Information »
■ ■ ■ ■
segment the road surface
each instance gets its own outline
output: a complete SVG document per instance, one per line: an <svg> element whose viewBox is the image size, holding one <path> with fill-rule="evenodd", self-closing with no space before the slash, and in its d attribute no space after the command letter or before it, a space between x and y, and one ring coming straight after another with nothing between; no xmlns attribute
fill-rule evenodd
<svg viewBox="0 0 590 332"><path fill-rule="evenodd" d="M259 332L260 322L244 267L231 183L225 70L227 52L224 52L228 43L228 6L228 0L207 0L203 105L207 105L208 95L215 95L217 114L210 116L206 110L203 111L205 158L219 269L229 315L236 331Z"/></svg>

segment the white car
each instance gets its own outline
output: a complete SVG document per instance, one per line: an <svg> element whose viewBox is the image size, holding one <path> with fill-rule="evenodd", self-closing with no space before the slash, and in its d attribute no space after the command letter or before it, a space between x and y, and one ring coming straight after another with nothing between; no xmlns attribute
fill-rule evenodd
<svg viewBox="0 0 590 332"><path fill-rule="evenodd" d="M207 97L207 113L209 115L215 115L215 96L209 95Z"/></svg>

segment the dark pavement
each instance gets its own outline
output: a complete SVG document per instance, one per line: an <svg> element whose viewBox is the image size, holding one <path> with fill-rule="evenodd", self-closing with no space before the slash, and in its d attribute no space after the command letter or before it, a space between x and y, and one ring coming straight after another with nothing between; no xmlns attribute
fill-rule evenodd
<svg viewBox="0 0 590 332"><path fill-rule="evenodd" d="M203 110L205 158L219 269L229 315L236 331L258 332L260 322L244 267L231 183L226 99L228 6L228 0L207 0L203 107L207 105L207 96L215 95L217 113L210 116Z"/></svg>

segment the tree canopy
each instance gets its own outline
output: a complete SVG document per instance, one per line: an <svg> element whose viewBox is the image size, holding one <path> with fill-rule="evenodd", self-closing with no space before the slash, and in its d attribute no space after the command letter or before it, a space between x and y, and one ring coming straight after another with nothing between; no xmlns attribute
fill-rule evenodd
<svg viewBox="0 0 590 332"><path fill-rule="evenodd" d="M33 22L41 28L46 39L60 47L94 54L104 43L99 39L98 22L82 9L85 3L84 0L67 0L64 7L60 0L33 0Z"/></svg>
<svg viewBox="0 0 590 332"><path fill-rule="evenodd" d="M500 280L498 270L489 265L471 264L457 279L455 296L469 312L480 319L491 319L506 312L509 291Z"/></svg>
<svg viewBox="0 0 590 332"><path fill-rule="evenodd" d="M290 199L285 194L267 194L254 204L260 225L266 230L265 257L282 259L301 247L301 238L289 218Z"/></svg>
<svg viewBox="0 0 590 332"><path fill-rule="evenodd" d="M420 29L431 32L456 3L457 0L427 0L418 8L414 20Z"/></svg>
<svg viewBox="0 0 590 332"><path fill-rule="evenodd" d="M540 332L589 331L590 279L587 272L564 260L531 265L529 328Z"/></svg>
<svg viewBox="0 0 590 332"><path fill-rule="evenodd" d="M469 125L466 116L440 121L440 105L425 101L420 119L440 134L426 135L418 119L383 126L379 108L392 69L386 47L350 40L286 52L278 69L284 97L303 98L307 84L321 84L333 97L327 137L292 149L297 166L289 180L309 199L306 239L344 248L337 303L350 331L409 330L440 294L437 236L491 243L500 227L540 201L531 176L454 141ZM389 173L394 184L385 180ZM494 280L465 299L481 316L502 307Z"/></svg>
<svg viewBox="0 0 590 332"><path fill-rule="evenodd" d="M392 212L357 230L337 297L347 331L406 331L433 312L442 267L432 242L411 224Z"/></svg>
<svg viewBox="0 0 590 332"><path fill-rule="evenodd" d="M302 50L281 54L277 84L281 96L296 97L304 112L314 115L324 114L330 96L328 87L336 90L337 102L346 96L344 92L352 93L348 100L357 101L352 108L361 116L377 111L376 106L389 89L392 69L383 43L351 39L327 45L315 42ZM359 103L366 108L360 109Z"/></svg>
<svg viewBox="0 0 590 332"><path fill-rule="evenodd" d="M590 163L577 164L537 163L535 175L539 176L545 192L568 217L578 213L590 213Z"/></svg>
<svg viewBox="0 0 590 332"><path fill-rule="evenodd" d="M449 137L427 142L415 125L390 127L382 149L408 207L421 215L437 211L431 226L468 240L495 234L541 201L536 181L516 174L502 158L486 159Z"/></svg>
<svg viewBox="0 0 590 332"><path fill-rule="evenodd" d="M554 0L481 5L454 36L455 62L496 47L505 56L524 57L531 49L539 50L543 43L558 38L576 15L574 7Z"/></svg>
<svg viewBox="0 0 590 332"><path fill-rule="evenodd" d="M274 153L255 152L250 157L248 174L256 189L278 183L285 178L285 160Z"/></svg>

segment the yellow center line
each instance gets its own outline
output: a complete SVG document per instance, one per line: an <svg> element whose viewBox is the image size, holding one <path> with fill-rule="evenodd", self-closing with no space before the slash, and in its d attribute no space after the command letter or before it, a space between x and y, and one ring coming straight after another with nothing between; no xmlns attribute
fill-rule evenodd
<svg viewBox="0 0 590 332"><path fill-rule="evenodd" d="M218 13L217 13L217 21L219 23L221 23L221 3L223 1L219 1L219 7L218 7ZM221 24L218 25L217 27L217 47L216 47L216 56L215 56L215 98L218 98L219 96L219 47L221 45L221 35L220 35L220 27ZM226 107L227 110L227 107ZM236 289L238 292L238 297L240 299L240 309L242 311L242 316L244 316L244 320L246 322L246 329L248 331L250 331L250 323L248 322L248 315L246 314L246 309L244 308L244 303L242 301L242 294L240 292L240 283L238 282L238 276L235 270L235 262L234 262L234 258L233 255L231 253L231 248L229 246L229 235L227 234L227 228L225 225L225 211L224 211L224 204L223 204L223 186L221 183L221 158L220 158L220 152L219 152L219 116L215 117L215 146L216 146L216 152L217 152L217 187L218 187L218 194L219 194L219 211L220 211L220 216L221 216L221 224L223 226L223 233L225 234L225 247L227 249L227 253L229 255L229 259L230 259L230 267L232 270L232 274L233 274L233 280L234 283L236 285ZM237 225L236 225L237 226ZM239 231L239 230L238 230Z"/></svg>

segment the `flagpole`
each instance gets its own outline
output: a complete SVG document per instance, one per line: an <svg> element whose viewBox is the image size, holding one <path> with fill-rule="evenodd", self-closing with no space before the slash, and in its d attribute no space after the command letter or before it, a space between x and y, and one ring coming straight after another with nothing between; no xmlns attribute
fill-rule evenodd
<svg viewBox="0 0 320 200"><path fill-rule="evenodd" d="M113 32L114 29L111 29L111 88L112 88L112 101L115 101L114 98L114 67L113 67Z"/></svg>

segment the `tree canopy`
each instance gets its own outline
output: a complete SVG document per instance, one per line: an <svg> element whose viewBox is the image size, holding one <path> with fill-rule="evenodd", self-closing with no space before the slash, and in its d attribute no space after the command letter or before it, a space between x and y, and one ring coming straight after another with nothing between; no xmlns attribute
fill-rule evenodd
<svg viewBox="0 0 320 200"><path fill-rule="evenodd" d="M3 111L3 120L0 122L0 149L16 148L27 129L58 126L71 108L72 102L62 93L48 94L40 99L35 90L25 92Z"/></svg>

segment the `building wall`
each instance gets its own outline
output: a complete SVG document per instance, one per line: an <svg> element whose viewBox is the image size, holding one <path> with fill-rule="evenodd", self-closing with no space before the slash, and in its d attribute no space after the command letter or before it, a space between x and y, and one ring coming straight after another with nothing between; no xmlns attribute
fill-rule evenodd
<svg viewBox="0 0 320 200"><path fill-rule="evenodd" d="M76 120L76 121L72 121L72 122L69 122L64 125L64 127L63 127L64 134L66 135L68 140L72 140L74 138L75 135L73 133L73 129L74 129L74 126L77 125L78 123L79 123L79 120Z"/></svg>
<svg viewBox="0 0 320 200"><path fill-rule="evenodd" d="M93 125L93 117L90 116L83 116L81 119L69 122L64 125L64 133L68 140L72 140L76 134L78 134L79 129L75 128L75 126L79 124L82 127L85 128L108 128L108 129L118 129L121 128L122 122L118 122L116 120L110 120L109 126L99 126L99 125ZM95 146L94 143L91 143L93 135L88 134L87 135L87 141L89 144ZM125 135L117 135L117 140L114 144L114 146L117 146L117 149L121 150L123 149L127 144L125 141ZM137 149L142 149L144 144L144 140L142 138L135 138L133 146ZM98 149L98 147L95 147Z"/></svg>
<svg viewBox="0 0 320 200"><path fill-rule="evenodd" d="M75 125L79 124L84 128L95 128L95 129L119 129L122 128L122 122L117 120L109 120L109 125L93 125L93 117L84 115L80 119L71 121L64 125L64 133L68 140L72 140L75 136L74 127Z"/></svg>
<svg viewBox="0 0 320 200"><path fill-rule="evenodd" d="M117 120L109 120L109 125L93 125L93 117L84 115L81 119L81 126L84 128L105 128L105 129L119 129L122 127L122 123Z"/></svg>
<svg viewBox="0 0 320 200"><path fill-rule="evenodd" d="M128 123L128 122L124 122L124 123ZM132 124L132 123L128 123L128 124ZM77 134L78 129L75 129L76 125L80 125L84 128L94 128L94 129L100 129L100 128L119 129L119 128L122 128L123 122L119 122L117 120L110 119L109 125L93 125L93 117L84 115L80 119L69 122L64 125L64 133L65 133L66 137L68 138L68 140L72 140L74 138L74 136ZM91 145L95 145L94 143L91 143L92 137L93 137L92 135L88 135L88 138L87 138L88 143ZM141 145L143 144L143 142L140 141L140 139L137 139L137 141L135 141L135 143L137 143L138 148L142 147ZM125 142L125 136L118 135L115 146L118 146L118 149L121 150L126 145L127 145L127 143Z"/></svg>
■ ■ ■ ■
Show all lines from the data above in which the word "canopy" appears.

Answer space »
segment the tree canopy
segment the `tree canopy`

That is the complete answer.